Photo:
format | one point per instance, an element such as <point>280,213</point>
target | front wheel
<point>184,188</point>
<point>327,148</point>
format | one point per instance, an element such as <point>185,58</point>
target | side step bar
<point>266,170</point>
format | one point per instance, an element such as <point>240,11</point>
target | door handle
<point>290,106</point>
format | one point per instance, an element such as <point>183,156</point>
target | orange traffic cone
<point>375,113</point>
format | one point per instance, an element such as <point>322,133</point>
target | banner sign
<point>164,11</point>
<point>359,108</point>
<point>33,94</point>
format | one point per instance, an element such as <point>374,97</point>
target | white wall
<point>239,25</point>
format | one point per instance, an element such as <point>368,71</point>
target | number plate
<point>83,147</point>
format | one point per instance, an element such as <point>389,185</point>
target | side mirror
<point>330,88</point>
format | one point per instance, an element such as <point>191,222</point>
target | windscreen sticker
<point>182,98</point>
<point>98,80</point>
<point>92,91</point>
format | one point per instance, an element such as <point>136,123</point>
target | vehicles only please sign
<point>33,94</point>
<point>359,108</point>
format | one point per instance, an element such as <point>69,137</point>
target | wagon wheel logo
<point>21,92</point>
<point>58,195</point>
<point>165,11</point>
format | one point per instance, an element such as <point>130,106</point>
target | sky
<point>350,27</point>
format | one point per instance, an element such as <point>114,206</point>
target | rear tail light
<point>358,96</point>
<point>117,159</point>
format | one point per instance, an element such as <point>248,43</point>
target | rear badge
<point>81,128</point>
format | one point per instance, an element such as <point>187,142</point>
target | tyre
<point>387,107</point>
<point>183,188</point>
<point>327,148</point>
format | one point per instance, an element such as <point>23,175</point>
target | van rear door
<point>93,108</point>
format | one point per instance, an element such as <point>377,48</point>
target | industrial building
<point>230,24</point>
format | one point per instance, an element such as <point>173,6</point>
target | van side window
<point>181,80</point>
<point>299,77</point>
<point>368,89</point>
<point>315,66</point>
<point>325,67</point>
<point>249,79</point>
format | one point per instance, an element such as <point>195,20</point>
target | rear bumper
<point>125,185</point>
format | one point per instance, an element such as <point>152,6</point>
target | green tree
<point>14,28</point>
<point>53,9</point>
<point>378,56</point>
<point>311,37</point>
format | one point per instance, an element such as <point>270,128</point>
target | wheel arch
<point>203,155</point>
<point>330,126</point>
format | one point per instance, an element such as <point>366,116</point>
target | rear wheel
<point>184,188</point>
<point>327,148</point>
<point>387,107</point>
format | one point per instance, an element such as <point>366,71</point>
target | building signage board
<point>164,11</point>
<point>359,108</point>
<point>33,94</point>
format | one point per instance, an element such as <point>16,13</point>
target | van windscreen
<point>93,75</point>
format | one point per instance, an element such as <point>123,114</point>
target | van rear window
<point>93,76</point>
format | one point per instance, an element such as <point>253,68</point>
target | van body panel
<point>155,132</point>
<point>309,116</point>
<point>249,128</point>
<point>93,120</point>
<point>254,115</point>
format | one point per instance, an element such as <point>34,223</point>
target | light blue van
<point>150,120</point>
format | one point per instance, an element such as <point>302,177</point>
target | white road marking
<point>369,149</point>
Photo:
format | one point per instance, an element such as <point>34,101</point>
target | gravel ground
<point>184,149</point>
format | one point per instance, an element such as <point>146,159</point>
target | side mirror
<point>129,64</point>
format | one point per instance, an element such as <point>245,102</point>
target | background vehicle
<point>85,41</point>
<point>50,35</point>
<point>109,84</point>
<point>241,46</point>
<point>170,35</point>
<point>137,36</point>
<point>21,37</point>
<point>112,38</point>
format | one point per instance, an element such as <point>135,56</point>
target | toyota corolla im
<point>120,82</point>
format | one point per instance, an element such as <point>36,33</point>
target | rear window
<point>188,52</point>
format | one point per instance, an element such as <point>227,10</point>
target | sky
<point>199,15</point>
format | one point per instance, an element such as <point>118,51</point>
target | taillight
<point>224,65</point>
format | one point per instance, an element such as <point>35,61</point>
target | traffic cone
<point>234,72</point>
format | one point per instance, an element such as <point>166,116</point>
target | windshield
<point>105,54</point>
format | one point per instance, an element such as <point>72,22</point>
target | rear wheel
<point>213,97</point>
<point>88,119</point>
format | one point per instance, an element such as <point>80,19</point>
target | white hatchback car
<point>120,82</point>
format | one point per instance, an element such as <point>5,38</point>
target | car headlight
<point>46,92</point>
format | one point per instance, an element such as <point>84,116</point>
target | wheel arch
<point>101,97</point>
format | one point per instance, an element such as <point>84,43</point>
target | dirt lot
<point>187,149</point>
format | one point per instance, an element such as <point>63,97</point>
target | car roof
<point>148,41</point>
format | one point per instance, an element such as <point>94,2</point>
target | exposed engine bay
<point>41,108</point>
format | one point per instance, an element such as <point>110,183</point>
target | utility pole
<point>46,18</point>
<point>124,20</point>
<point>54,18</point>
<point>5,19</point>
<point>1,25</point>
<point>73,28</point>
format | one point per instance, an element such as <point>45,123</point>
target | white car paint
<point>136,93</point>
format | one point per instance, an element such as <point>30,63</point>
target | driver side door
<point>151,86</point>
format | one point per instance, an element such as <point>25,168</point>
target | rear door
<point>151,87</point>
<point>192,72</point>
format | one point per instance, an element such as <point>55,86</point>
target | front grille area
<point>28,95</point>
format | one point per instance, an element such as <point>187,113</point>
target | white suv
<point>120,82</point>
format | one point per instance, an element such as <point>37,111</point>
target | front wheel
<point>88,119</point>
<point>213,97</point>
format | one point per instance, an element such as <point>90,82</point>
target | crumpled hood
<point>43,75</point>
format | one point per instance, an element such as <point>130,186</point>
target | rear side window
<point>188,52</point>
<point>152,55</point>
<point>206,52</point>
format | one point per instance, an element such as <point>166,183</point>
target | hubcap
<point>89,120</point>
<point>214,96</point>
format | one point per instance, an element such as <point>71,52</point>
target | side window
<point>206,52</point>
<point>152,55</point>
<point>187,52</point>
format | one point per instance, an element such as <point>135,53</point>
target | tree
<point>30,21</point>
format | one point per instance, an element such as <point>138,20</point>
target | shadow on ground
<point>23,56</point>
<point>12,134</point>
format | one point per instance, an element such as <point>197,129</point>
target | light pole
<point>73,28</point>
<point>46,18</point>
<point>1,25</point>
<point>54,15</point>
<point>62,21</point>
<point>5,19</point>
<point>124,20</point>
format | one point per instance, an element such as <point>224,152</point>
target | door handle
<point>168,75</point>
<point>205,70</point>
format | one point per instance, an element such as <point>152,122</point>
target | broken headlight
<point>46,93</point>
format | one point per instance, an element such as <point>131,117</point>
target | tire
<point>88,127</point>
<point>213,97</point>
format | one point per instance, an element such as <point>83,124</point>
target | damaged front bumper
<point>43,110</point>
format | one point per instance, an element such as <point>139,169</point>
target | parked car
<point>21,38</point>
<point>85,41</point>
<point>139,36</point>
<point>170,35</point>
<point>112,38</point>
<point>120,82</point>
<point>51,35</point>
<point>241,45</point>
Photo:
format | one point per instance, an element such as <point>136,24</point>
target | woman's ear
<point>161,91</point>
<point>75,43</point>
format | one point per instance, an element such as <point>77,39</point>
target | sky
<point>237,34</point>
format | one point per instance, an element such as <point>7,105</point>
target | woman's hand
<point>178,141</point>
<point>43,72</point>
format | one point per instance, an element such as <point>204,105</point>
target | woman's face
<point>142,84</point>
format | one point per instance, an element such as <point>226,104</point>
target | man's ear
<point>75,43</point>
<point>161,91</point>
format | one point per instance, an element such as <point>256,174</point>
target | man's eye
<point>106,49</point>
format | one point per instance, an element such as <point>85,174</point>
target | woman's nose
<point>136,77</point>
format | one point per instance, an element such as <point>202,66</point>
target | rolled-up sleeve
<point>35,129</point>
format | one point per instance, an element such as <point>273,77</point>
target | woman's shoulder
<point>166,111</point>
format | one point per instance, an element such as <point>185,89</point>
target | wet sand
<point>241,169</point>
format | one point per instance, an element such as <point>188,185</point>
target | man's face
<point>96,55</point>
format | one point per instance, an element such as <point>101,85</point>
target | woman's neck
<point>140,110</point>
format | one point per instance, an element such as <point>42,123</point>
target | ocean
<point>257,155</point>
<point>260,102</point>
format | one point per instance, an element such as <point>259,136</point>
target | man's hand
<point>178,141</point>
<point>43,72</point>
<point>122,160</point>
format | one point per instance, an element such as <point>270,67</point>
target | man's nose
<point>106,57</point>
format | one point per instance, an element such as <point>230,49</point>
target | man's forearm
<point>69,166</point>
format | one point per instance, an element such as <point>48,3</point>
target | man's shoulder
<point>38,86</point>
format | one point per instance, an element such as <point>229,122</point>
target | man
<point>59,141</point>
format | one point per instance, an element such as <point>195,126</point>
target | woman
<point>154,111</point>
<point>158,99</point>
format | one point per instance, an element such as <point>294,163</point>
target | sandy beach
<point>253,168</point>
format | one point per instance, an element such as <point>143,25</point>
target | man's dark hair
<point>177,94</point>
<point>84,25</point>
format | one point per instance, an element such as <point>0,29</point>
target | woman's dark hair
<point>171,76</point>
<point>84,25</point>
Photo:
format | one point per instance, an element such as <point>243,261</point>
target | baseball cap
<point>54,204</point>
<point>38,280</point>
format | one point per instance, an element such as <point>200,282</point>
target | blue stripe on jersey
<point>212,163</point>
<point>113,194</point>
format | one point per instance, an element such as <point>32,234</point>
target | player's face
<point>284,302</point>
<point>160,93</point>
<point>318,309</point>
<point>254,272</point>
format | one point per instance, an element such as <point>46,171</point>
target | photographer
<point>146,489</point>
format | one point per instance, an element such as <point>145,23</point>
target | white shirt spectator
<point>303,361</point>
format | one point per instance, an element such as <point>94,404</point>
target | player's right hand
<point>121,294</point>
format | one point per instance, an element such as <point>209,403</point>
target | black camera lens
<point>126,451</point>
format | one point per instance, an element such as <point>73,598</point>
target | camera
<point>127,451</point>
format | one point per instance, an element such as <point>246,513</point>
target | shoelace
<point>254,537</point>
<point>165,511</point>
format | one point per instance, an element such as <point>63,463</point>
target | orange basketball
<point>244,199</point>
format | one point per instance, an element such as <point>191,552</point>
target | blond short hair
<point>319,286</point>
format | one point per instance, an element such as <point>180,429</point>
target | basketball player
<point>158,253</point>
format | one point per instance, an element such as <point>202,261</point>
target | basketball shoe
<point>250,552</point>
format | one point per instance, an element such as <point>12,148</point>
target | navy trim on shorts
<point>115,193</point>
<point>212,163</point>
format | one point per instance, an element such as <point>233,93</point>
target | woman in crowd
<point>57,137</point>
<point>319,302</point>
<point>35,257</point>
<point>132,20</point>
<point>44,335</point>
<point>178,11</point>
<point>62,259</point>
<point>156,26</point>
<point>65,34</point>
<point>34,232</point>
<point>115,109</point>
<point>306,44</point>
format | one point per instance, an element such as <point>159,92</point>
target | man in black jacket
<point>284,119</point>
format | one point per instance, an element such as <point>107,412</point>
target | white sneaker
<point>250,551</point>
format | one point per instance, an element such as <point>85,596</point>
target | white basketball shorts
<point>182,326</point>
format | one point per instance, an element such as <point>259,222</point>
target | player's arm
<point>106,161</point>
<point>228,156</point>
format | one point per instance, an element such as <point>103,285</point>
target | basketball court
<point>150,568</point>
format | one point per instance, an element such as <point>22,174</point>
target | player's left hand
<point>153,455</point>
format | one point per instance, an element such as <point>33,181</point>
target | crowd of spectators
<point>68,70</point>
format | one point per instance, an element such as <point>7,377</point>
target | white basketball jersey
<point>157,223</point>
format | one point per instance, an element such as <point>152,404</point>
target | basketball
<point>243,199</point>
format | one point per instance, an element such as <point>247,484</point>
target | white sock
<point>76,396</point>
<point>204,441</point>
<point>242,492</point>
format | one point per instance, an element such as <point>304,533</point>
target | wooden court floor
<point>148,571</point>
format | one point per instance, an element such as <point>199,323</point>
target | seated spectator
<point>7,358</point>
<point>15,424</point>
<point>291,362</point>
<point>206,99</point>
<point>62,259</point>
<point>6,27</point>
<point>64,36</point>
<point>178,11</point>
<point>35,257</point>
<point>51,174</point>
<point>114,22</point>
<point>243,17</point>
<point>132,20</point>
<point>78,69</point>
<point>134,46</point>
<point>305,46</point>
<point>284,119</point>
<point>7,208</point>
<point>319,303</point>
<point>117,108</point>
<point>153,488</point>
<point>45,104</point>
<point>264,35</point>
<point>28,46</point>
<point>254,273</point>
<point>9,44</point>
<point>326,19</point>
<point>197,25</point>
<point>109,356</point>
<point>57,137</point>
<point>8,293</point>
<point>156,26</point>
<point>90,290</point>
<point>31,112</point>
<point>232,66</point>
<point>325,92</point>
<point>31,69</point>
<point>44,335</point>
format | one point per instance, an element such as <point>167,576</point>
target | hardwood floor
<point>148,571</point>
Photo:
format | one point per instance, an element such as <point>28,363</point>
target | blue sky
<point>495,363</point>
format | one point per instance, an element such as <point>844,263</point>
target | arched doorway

+===+

Copy the records word for word, from their first line through the line containing "<point>375,113</point>", including both of those lines.

• _Result of this exercise_:
Photo:
format | one point per instance, an element such as <point>280,213</point>
target | front wheel
<point>184,188</point>
<point>327,148</point>
format | one point per instance, an element such as <point>185,58</point>
target | side step bar
<point>266,170</point>
format | one point per instance, an element such as <point>240,11</point>
target | door handle
<point>290,106</point>
format | one point per instance, an element such as <point>183,156</point>
target | orange traffic cone
<point>375,113</point>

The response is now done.